● **How to complete this task**: What is needed is an exact copy of all the records below.

● **Entries provided**:
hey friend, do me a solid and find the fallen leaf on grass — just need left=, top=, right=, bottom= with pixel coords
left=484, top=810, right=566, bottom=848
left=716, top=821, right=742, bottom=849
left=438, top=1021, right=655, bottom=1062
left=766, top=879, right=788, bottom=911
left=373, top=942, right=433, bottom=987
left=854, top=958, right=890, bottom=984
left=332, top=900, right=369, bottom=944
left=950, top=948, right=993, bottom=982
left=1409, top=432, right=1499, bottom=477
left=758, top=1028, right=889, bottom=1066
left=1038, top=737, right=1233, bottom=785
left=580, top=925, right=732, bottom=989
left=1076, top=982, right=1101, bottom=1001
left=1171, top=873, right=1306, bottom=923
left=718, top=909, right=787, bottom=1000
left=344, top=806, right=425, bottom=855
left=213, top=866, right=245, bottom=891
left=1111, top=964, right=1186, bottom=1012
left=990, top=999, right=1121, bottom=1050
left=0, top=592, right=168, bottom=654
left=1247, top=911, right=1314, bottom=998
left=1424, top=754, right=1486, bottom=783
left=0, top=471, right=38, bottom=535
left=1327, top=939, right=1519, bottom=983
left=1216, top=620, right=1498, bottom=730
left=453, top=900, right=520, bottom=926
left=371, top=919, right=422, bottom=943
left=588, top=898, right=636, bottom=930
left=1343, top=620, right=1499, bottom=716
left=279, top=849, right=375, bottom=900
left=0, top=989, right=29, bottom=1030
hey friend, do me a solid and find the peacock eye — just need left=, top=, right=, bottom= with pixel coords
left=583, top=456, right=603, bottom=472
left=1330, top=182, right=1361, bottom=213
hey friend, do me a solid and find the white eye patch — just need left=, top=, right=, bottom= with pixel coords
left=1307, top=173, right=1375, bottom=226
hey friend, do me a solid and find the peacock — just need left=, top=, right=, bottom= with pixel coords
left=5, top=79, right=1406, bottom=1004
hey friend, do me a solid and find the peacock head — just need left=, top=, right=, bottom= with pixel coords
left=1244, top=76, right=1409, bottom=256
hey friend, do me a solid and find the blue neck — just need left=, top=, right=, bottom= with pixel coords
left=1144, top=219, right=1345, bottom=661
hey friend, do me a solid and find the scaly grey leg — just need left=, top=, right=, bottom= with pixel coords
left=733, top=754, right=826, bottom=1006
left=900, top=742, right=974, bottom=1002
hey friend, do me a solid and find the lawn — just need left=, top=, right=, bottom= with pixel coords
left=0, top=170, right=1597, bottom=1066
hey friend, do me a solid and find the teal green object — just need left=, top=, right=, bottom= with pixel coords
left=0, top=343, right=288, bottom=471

● **Exercise response**:
hey friend, do me a solid and find the fallen leaf on grass — just need left=, top=, right=, bottom= with pixel coords
left=484, top=810, right=566, bottom=848
left=716, top=821, right=742, bottom=849
left=438, top=1021, right=655, bottom=1062
left=766, top=879, right=788, bottom=911
left=373, top=942, right=433, bottom=987
left=854, top=958, right=890, bottom=984
left=332, top=900, right=369, bottom=944
left=950, top=948, right=993, bottom=982
left=1409, top=432, right=1499, bottom=477
left=758, top=1028, right=889, bottom=1066
left=1038, top=737, right=1233, bottom=785
left=580, top=925, right=732, bottom=989
left=1076, top=982, right=1101, bottom=1001
left=1171, top=873, right=1306, bottom=923
left=718, top=909, right=787, bottom=1000
left=344, top=806, right=425, bottom=855
left=213, top=866, right=245, bottom=891
left=1111, top=964, right=1186, bottom=1012
left=990, top=999, right=1121, bottom=1050
left=0, top=592, right=168, bottom=654
left=1247, top=911, right=1314, bottom=998
left=1424, top=754, right=1486, bottom=783
left=0, top=471, right=38, bottom=535
left=1327, top=939, right=1519, bottom=983
left=1216, top=620, right=1498, bottom=730
left=453, top=900, right=520, bottom=926
left=371, top=919, right=422, bottom=943
left=588, top=898, right=636, bottom=930
left=1343, top=620, right=1499, bottom=716
left=279, top=849, right=375, bottom=900
left=0, top=989, right=29, bottom=1030
hey friend, do me a solid and find the peacock eye — just need left=, top=, right=, bottom= with pixel coords
left=583, top=456, right=603, bottom=472
left=1330, top=182, right=1361, bottom=213
hey friend, do me a solid and find the white eye patch — just need left=, top=, right=, bottom= with pixel coords
left=1307, top=173, right=1375, bottom=226
hey friend, do me a solid and find the peacock — just need left=, top=, right=, bottom= with pixel coords
left=5, top=79, right=1406, bottom=1004
hey friend, do me a solid and find the peacock head — just need left=, top=, right=, bottom= with pixel coords
left=1244, top=76, right=1409, bottom=256
hey friend, do me a solid and find the blue neck — just need left=, top=, right=, bottom= with pixel coords
left=1144, top=219, right=1345, bottom=661
hey friend, do me a solid and find the scaly grey leg — just need left=, top=, right=, bottom= with pixel coords
left=733, top=754, right=826, bottom=1006
left=900, top=742, right=974, bottom=1002
hey friend, do me a solid and find the lawn — just need left=, top=, right=, bottom= with pixel coords
left=0, top=170, right=1597, bottom=1066
hey friend, do me a solid and find the teal green object — just need left=, top=, right=, bottom= with pixel coords
left=0, top=343, right=288, bottom=471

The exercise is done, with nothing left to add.